:: Data shown ::

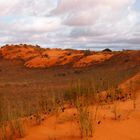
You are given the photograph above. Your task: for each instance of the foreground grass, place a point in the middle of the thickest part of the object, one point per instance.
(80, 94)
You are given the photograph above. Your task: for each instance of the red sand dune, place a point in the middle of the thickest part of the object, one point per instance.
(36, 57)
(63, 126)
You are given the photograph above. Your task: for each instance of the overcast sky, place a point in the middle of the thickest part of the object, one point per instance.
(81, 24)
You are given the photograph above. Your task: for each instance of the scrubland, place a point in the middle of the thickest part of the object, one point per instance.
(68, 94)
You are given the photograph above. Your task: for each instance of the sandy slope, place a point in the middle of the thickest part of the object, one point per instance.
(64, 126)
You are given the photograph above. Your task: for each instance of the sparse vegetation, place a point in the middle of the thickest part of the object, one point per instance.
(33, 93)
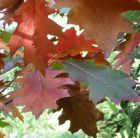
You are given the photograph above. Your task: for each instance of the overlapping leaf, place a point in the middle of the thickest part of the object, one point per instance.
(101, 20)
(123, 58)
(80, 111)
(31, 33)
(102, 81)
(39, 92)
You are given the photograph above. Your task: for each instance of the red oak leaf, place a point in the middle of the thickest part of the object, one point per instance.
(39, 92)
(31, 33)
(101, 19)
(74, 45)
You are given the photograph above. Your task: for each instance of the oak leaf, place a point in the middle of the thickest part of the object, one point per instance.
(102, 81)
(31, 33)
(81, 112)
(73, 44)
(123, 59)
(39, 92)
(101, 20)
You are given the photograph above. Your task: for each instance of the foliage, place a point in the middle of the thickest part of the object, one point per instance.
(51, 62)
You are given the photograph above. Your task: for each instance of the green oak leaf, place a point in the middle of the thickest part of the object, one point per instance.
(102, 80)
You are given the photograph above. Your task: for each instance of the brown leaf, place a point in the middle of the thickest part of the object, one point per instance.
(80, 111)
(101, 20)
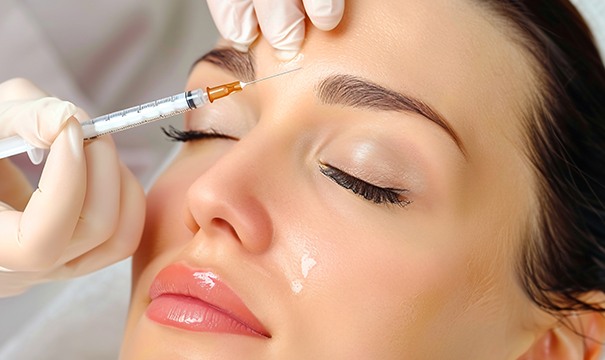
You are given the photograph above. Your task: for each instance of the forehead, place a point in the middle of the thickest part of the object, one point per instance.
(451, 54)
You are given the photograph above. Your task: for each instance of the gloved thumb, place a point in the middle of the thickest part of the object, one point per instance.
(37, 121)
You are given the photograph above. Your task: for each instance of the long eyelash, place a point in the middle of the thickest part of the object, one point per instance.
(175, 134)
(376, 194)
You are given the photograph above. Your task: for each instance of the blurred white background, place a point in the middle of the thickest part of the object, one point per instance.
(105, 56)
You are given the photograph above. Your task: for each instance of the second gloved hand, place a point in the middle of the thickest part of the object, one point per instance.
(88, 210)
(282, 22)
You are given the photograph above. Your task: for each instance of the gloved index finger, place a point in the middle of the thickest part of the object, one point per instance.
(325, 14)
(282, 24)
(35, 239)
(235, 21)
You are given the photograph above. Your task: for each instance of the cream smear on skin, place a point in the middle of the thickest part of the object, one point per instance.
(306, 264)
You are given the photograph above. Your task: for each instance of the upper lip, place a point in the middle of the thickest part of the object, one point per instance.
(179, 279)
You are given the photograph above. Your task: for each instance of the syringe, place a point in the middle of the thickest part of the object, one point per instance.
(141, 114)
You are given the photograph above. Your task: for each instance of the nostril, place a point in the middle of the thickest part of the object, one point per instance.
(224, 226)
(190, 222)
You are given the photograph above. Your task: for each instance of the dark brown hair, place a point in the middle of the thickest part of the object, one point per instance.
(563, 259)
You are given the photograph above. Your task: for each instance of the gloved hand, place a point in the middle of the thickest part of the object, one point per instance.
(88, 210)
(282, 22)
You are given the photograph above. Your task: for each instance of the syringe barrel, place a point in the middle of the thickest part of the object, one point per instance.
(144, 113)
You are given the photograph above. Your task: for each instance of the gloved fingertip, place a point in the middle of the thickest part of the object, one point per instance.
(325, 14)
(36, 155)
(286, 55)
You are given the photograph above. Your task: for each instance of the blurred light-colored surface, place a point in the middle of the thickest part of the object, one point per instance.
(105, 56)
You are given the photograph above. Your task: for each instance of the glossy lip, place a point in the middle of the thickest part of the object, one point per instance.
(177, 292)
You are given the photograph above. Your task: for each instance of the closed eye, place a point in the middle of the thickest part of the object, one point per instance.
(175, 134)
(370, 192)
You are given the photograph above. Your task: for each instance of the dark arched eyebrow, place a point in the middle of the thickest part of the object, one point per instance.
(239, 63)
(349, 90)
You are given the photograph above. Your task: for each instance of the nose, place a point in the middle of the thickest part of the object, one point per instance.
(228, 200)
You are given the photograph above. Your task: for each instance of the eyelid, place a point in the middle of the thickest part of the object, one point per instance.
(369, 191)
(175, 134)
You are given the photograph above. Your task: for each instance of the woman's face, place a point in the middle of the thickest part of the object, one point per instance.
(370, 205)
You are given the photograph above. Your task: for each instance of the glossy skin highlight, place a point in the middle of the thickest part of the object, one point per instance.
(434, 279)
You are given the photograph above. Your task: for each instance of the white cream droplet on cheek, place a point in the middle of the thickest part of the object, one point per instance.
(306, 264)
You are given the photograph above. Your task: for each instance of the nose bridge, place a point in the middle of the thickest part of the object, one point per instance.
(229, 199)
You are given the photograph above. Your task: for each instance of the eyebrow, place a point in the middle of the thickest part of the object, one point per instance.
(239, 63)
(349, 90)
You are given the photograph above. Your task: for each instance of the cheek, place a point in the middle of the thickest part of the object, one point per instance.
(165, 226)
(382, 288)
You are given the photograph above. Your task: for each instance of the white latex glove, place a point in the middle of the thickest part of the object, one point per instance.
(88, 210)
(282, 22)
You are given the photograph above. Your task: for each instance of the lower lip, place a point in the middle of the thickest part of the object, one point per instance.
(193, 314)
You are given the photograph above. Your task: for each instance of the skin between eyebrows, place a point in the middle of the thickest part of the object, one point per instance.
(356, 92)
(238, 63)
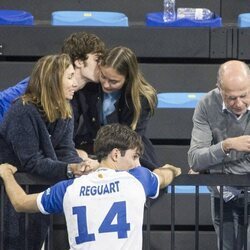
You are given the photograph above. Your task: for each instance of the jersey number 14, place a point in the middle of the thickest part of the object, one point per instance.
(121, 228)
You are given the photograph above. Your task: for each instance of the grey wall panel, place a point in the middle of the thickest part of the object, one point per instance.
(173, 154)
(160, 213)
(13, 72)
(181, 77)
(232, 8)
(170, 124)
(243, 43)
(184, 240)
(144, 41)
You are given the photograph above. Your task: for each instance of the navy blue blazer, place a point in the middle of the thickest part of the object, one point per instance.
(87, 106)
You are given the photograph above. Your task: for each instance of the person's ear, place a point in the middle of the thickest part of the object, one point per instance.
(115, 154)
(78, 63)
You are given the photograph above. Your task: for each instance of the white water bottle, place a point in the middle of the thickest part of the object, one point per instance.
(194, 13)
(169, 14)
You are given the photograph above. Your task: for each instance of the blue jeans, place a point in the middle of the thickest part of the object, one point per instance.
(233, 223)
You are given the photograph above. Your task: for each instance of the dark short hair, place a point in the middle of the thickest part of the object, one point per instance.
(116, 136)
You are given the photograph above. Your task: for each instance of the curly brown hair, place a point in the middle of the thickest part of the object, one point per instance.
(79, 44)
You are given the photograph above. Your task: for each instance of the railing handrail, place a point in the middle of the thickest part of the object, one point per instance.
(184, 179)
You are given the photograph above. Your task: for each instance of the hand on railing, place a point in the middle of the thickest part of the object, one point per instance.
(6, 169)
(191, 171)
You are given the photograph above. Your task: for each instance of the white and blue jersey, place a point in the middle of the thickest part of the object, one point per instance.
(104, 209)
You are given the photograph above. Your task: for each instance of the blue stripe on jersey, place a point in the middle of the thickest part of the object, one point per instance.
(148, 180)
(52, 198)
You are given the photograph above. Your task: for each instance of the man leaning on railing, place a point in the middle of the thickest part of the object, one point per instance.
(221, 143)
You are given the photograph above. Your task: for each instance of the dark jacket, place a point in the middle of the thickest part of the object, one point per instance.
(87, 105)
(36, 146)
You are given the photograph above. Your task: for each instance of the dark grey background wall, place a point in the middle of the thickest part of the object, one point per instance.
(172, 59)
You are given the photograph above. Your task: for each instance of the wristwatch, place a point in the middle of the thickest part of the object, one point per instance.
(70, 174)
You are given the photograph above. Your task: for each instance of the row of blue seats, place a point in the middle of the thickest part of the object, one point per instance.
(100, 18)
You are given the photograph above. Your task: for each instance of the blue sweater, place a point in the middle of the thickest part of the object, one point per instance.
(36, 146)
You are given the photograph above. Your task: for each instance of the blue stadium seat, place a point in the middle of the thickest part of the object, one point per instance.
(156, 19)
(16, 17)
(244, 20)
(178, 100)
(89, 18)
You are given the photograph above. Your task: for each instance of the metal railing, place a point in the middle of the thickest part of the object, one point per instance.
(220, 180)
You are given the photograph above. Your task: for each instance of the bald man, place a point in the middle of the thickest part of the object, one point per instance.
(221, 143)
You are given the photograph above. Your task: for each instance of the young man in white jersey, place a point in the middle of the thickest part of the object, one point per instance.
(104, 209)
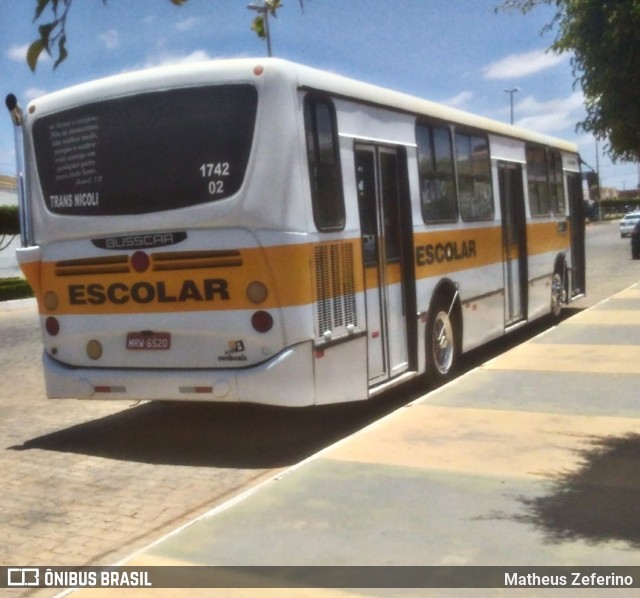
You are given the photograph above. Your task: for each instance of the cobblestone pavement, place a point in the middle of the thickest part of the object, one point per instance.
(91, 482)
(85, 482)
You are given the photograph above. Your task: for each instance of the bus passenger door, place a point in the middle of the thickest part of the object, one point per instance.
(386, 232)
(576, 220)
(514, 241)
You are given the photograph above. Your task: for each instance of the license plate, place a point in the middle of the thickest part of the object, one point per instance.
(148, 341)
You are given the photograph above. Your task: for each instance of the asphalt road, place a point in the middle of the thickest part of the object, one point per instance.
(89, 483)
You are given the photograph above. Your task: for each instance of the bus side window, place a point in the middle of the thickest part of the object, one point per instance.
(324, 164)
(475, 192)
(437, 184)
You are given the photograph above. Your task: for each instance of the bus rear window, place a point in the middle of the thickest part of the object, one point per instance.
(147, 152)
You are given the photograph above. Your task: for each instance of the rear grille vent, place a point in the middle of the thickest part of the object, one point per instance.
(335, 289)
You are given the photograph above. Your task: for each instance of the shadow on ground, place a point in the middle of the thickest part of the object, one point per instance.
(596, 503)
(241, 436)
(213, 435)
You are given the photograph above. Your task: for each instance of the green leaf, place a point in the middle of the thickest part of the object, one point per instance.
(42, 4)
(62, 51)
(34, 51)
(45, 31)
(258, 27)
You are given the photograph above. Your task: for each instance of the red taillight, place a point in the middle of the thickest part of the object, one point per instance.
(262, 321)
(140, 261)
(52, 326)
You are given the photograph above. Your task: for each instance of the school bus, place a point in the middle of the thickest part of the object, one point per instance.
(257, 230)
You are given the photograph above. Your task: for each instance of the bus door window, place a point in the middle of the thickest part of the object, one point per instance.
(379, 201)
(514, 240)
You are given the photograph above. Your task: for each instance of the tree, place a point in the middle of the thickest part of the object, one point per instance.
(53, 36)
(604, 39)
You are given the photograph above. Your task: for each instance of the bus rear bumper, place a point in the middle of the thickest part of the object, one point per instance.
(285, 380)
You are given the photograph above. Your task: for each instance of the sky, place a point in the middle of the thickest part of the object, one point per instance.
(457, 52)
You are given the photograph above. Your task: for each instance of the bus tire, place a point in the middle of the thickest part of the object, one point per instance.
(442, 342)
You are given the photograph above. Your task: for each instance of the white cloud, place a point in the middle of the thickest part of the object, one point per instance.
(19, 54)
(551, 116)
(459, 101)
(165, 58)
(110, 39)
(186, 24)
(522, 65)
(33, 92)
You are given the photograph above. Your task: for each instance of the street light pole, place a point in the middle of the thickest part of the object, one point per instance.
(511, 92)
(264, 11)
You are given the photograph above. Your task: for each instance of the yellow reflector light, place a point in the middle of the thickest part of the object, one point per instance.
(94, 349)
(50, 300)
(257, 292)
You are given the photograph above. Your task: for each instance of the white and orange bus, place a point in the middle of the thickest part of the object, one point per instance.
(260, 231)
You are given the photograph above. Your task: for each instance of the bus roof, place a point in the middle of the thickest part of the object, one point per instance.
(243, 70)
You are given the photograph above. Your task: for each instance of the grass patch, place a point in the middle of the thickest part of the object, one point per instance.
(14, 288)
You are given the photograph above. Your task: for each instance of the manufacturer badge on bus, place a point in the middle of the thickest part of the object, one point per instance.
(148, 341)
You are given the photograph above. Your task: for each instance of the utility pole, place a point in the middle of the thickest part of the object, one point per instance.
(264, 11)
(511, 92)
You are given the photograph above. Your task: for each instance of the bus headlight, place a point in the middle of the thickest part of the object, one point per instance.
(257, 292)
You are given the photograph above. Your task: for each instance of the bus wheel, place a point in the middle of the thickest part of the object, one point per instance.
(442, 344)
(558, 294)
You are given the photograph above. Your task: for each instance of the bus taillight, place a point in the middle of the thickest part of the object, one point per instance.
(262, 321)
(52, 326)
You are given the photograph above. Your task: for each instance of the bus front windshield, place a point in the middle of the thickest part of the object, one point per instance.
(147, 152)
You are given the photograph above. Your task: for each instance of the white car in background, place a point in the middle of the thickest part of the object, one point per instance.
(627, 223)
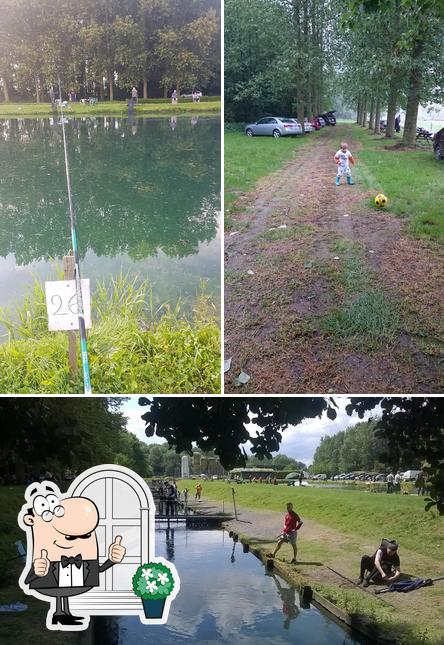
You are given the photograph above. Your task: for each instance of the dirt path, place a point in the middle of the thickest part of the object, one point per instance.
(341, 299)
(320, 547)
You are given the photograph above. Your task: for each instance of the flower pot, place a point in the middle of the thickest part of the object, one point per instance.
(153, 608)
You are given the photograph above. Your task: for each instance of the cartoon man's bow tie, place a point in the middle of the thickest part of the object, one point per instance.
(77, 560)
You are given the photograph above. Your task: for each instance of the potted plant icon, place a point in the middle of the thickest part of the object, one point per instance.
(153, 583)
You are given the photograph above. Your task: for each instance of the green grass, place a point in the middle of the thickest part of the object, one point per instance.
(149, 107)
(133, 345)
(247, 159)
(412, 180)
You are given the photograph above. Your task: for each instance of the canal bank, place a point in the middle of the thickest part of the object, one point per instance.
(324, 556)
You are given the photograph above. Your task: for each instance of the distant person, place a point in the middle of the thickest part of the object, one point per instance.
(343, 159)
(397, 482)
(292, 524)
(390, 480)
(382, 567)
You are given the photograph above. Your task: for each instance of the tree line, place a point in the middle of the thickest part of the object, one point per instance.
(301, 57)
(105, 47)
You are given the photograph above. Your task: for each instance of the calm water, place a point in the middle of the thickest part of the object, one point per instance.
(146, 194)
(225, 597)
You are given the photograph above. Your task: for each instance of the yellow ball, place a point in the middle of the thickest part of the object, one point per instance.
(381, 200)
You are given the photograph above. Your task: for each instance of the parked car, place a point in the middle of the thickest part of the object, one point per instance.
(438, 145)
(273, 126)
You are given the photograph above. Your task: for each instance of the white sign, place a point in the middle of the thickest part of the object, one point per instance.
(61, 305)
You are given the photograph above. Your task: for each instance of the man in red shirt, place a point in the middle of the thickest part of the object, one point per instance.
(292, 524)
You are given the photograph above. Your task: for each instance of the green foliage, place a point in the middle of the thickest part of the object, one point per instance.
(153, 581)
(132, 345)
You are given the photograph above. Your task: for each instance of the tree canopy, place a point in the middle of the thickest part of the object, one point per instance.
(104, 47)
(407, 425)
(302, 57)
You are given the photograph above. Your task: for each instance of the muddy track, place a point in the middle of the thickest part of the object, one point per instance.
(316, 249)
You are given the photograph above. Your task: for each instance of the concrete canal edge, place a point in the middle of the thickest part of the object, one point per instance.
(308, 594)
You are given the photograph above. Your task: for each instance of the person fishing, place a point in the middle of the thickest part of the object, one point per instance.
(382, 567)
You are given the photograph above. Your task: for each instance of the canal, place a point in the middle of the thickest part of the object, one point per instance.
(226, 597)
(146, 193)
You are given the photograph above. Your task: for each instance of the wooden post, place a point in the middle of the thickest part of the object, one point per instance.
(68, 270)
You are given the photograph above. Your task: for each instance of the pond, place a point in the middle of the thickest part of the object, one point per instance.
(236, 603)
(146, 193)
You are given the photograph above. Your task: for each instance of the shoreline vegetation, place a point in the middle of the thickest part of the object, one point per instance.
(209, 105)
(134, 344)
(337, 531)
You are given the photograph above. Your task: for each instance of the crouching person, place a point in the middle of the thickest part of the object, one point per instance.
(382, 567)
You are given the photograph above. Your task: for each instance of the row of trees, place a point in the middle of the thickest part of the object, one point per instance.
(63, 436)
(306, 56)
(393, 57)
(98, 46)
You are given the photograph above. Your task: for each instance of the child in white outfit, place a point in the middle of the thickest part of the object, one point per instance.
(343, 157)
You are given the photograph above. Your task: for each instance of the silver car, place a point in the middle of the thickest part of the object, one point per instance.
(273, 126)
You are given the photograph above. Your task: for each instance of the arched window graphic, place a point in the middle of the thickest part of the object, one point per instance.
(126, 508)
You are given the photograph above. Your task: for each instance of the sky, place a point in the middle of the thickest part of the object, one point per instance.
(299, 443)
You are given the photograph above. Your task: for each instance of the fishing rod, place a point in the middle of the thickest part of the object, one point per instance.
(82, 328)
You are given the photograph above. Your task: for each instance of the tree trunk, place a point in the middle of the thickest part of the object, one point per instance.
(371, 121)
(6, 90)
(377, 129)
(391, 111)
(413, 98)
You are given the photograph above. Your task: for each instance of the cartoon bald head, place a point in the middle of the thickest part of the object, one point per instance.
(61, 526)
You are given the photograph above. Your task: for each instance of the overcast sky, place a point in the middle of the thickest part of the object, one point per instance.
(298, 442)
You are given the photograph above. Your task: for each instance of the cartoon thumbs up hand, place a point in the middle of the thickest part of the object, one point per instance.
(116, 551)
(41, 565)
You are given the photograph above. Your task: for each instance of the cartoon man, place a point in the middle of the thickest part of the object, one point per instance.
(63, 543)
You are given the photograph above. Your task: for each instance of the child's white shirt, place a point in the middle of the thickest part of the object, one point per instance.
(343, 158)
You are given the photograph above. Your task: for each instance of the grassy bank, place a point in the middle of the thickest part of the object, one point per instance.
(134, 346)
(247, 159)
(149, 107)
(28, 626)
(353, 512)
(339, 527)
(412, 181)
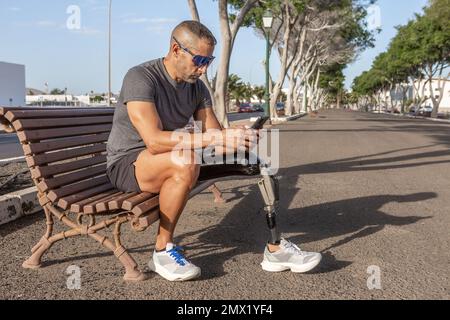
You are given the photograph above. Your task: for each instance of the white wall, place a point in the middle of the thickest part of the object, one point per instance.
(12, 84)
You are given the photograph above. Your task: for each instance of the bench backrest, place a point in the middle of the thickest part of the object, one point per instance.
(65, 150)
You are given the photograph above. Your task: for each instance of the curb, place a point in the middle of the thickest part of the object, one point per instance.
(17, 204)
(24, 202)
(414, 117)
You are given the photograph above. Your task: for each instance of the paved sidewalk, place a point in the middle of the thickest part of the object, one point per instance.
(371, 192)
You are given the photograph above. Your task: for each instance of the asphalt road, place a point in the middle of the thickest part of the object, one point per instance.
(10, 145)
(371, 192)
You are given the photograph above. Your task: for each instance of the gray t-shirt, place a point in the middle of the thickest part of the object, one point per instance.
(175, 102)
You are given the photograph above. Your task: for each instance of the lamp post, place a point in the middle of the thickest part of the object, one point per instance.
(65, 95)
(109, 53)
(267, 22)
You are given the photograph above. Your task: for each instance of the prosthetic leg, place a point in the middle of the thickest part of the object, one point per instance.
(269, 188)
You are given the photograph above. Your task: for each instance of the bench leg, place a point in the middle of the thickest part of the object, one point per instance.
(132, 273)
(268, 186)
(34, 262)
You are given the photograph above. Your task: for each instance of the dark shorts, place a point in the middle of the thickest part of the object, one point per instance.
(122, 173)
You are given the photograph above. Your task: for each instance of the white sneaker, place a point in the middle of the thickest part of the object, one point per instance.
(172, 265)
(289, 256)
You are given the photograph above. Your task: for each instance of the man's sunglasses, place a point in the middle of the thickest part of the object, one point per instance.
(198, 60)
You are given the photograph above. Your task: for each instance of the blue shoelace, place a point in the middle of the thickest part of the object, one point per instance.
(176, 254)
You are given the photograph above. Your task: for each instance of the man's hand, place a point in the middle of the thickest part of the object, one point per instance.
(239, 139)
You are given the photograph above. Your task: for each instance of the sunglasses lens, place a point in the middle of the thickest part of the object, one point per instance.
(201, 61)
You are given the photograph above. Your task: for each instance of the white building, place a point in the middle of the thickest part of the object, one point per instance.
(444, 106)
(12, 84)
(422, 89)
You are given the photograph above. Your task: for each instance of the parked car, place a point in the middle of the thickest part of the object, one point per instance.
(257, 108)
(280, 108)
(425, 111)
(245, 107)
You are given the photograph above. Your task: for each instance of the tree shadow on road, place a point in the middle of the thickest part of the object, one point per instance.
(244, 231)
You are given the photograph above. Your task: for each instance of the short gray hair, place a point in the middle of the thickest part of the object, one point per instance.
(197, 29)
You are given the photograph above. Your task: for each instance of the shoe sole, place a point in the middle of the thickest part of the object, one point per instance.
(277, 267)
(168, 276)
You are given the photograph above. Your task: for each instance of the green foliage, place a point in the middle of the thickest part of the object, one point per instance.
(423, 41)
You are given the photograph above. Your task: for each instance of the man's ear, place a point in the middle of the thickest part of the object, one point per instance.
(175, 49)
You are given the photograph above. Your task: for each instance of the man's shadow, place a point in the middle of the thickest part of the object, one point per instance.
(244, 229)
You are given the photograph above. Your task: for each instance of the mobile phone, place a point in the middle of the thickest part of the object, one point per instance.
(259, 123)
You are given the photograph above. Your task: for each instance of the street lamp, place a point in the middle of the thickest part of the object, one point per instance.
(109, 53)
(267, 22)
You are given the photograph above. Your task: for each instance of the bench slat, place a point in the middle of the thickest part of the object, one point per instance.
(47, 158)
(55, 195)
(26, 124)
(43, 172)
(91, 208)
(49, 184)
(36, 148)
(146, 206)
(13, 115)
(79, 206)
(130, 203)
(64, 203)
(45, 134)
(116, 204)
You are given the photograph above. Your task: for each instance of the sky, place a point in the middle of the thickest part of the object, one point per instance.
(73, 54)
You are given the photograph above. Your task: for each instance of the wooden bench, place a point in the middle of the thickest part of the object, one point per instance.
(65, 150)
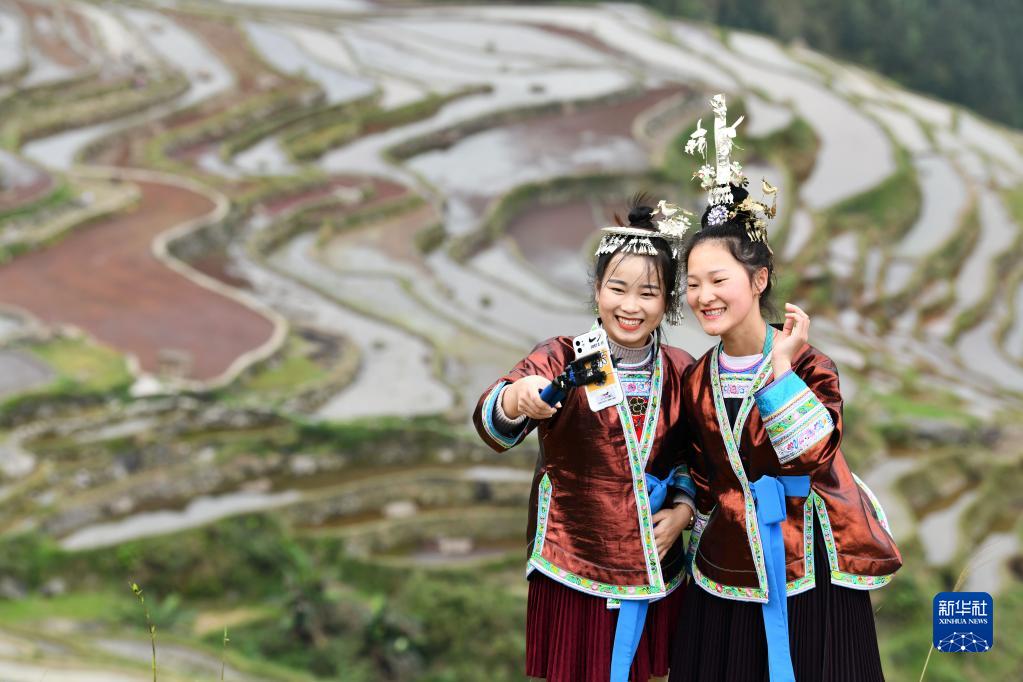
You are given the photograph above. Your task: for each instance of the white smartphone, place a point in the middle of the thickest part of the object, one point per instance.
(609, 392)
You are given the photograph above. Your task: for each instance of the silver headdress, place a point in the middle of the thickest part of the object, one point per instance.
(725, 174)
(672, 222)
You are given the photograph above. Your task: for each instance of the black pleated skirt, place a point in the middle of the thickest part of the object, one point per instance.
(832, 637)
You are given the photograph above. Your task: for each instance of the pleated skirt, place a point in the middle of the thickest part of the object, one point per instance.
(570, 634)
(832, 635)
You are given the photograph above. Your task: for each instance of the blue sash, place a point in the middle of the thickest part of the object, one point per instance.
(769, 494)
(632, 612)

:::

→ Requirement: Return, word for word, every line from the line with "white smartphone, place" to the final line of the data.

→ Completed task:
You are given the photograph above. Your task: for each instance of the white smartphone, place a point in the middle of the thickest part of the object, one point per instance.
(609, 392)
You are given the photograph above. Your task: for each instance of the silver headdress, place a point in the middle of the thickest part of the object, one point per instance.
(725, 174)
(672, 222)
You are given the photograph above. Your task: for each instance of the black pleated skirt, place a point in the middle of the thickest part of the object, one point per instance.
(832, 637)
You are given the photograph above. Your task: for each instance of the pleated skirt, place a point in the middle of the thickest part of the object, one point per instance.
(570, 634)
(832, 635)
You are given the photograph above. Your task: for each instance of the blue sash, place a point in the middle of the thickest part of the object, one point per instance.
(769, 494)
(632, 612)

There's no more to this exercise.